From the records below, extract only the lines running from the line with "Pick out every instance of the faucet" to the line with "Pick out every instance of the shower", both lines included, reproducing them exactly.

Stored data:
-------------------------

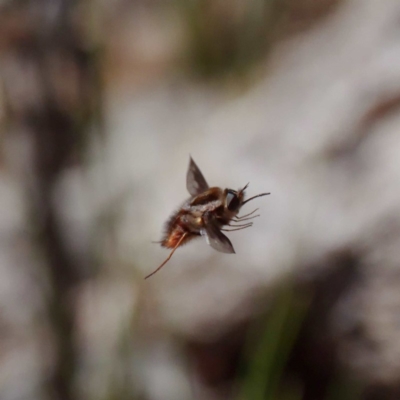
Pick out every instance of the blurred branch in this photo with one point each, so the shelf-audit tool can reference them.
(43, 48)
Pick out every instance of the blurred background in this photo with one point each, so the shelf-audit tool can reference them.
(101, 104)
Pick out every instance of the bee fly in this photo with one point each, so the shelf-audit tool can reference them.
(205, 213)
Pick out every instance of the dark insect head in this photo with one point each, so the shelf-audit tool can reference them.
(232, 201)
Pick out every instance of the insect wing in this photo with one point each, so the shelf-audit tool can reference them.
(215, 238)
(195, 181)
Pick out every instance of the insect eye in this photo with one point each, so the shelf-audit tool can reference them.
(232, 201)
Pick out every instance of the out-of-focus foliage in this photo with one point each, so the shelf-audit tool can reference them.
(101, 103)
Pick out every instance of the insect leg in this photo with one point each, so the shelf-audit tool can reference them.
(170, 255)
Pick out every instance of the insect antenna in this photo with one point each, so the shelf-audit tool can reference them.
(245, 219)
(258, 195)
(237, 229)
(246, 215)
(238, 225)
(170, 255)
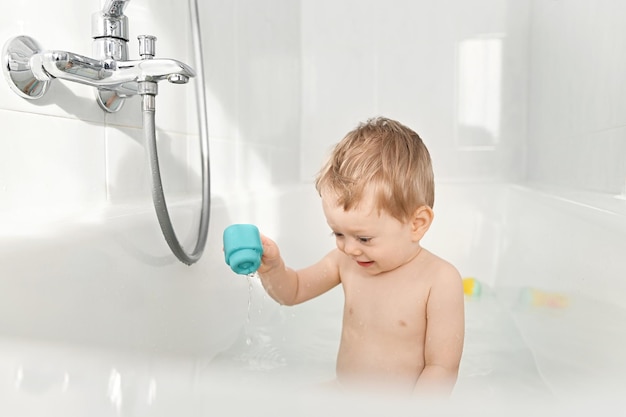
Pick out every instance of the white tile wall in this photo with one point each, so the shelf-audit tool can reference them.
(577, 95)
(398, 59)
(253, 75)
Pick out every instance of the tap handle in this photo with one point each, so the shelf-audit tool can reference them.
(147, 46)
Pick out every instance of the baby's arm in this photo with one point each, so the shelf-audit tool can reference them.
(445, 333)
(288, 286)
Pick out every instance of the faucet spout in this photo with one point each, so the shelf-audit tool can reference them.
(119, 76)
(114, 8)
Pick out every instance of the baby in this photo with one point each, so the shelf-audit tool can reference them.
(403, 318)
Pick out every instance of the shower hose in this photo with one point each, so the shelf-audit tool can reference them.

-------------------------

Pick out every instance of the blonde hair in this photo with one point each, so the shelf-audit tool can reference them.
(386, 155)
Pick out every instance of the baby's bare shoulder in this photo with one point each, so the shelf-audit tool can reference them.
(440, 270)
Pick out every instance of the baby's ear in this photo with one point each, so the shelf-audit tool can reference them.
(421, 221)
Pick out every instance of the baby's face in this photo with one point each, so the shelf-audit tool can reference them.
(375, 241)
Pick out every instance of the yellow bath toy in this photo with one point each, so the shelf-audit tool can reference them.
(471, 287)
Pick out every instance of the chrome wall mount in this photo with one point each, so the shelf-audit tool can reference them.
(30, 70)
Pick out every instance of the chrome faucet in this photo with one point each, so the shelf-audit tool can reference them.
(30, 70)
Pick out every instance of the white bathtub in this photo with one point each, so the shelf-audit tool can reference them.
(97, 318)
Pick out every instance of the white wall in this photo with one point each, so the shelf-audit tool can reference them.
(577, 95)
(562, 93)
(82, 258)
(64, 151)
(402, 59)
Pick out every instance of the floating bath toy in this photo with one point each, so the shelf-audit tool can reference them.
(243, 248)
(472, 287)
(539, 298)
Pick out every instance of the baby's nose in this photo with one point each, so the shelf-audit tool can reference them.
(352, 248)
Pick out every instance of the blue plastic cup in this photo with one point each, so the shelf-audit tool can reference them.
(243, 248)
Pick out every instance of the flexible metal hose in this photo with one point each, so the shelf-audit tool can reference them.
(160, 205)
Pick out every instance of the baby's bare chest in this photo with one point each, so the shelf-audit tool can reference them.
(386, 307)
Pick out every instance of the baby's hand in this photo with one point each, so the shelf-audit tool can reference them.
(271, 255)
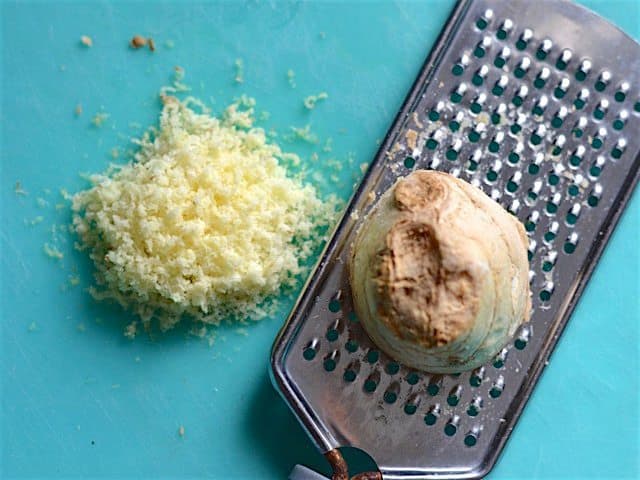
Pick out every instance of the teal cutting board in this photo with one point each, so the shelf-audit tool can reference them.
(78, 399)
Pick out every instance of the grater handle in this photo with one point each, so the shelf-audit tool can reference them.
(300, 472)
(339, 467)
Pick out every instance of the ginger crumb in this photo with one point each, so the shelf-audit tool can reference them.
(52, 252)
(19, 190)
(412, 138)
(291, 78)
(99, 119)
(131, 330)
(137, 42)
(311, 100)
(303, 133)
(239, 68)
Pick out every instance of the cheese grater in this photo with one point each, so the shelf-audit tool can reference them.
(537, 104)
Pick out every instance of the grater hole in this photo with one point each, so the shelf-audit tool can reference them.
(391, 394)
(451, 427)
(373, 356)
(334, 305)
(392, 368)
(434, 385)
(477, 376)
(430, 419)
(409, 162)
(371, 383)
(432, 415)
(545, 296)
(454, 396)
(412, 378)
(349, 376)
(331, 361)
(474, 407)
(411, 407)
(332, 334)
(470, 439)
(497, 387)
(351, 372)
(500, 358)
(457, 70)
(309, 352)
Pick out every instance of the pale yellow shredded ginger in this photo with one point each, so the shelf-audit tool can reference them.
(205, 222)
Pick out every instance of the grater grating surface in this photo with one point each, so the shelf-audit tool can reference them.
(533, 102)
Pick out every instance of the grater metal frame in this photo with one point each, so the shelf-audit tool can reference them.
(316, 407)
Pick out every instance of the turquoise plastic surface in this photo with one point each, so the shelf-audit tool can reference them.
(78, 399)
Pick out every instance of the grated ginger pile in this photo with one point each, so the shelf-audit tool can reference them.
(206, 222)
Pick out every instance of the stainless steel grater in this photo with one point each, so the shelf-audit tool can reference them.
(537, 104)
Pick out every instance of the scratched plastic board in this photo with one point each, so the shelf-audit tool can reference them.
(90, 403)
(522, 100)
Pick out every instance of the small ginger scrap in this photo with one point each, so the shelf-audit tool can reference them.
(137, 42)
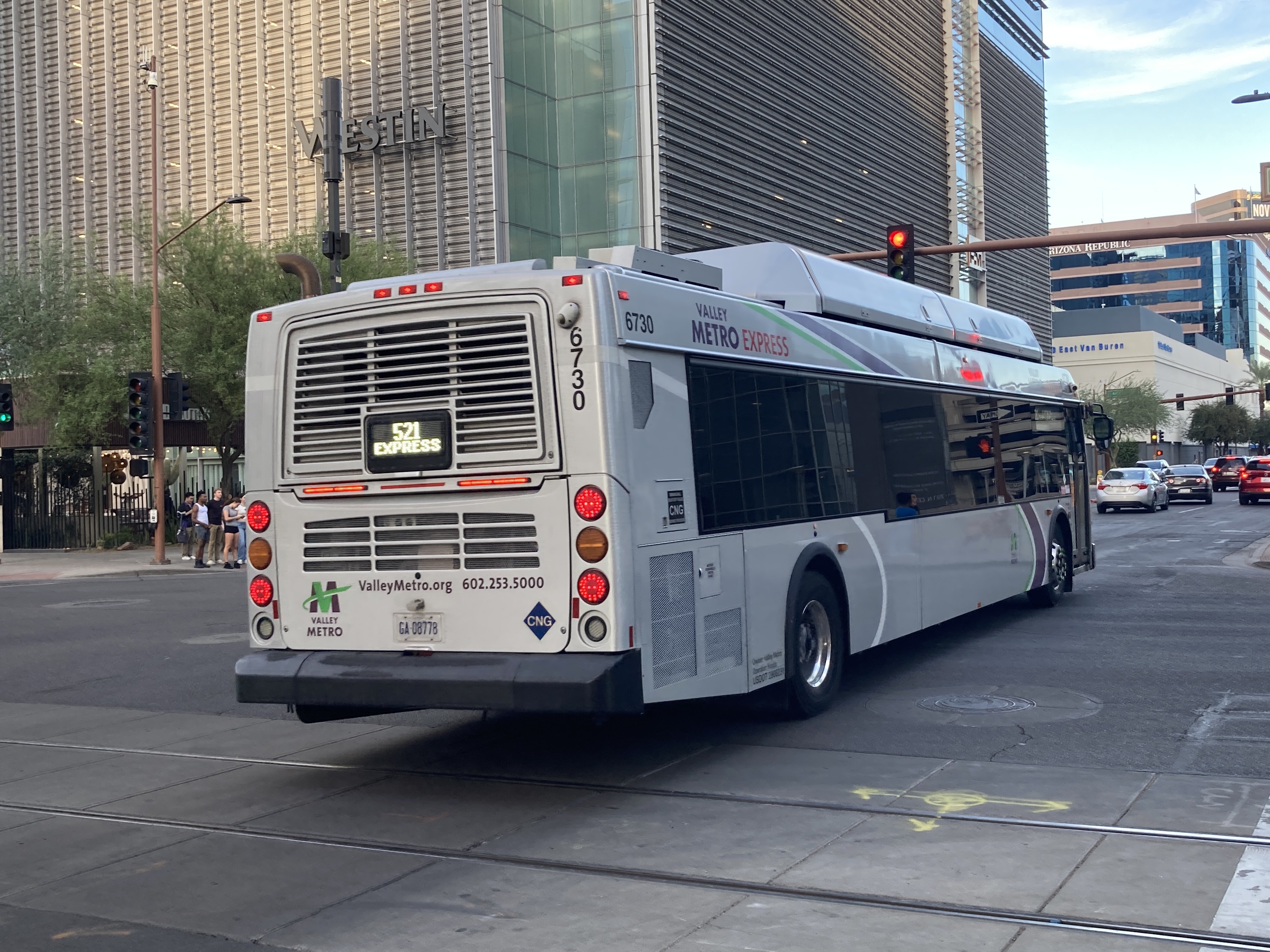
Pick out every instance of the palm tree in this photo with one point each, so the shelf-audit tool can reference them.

-------------------------

- Solution for this exercise
Pick out every instance of the faucet spout in this photo with one point each, so the shelf-audit tool can reference them.
(119, 76)
(114, 8)
Pick out every instance of the baby in this photo with one point each, so the shelf-audit tool can reference them.
(403, 318)
Pick out every instance of the shower hose in this photo with one point each, so the shelf-audit tool can reference them.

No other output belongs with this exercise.